- _問題文_
下の項目のうち、「baseboard」という語を含む行をすべて特定し、一行ずつ書き写してください。

◆ ◆ ◆ ◆ ◆ ◆ ◆

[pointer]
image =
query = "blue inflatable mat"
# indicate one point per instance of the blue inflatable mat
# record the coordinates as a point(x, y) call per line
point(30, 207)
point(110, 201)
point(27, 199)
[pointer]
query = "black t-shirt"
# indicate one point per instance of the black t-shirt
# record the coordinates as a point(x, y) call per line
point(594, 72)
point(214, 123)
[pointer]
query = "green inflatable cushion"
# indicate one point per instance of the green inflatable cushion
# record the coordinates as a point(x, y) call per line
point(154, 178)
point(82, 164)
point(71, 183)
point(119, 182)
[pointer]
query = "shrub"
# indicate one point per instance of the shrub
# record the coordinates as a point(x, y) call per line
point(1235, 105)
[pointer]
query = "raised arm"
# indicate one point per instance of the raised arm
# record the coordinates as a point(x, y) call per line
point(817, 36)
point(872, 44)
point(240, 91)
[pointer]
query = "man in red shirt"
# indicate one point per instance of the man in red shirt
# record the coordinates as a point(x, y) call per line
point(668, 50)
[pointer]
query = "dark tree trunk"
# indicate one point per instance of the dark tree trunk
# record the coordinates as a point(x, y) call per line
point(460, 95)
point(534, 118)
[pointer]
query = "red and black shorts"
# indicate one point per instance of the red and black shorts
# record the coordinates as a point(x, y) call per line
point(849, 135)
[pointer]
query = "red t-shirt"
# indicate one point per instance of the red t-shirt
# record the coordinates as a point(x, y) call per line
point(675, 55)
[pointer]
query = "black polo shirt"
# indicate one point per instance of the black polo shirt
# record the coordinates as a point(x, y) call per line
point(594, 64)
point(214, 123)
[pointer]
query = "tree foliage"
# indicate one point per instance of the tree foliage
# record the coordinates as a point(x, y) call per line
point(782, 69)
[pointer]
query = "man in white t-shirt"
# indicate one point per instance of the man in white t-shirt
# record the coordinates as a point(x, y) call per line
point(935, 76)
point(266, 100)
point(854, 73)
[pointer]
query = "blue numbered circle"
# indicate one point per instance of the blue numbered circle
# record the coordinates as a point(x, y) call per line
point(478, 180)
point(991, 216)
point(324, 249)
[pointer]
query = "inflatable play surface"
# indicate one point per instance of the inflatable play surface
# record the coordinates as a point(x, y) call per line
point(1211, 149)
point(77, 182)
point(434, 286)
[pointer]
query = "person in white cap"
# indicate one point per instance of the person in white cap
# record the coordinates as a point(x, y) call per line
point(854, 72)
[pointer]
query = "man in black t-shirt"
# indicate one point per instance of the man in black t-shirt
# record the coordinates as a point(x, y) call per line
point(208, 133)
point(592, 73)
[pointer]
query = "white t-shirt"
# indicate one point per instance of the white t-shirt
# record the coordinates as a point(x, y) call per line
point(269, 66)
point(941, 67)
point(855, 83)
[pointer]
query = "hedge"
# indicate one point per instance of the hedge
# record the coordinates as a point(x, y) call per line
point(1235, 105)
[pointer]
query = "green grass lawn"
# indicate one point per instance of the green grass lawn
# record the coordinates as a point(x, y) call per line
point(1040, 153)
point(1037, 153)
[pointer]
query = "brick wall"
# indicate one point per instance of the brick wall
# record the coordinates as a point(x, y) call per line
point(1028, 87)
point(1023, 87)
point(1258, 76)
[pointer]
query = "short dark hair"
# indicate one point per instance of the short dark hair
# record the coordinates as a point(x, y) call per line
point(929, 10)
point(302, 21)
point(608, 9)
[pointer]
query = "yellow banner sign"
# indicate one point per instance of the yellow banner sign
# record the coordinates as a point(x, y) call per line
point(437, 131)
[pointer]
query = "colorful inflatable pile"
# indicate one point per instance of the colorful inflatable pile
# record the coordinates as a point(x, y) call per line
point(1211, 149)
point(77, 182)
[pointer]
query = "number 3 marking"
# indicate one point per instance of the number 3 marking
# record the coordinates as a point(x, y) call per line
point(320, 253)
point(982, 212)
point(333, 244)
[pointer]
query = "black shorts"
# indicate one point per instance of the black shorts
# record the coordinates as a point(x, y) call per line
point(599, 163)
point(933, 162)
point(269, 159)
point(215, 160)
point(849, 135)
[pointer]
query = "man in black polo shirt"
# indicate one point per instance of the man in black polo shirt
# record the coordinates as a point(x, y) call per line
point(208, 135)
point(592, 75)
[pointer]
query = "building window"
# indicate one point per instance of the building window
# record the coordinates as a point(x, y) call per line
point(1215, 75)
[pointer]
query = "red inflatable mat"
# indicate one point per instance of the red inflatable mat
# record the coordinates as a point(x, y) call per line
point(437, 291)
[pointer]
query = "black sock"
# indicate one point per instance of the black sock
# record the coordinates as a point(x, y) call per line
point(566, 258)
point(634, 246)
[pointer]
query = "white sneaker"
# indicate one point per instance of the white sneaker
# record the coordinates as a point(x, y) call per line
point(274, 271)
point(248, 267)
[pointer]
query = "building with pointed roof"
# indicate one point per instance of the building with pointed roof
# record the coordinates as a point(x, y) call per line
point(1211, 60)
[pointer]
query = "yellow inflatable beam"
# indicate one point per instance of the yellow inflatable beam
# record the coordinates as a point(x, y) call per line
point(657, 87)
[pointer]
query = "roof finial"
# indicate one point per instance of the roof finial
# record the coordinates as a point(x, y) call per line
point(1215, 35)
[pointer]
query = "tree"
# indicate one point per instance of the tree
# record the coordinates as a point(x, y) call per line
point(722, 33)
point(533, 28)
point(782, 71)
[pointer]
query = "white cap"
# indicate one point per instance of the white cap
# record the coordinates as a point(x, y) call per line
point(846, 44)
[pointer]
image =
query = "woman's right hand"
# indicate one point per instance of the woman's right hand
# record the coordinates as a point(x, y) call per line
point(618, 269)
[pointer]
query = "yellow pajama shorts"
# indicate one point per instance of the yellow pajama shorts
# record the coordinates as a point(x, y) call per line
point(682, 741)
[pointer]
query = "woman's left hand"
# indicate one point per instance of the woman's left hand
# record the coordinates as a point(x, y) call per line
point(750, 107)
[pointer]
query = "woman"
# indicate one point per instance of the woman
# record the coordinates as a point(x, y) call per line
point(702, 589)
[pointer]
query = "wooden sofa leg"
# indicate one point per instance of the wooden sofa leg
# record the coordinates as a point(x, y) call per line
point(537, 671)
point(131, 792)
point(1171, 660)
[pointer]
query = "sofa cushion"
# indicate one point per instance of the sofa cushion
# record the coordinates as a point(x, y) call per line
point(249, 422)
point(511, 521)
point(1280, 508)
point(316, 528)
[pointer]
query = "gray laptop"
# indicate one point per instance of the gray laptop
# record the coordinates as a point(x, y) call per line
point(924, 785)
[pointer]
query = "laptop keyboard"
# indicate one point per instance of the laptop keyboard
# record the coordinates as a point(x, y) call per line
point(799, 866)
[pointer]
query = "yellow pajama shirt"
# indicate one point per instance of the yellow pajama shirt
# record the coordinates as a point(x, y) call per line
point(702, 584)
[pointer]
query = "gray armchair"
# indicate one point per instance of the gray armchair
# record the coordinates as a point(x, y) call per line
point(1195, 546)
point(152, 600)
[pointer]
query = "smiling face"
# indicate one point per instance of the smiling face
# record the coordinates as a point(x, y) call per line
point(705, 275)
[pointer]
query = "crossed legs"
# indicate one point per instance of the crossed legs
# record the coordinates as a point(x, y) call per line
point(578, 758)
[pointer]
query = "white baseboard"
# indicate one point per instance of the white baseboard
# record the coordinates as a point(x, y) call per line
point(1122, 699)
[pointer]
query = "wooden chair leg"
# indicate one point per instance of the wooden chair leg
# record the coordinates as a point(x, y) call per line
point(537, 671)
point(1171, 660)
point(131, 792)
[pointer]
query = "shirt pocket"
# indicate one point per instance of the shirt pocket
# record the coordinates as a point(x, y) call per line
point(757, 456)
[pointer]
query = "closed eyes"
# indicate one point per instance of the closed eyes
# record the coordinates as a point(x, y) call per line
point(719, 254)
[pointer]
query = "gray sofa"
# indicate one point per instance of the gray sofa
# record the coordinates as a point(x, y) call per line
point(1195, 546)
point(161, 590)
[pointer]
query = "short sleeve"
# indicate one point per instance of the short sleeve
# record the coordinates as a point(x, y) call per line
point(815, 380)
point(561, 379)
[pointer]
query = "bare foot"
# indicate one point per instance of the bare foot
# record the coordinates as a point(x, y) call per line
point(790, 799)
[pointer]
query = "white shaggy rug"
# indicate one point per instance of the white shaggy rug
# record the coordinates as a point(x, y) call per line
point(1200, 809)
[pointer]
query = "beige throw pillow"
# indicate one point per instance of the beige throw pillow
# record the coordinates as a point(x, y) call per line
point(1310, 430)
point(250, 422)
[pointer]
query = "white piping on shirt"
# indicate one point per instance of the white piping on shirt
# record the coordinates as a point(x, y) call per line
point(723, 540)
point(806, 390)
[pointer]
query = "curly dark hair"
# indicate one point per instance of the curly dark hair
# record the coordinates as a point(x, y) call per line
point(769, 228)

◆ ◆ ◆ ◆ ◆ ◆ ◆

- _完成した解答_
query = "white baseboard"
# indicate one point per instance of the white baseboard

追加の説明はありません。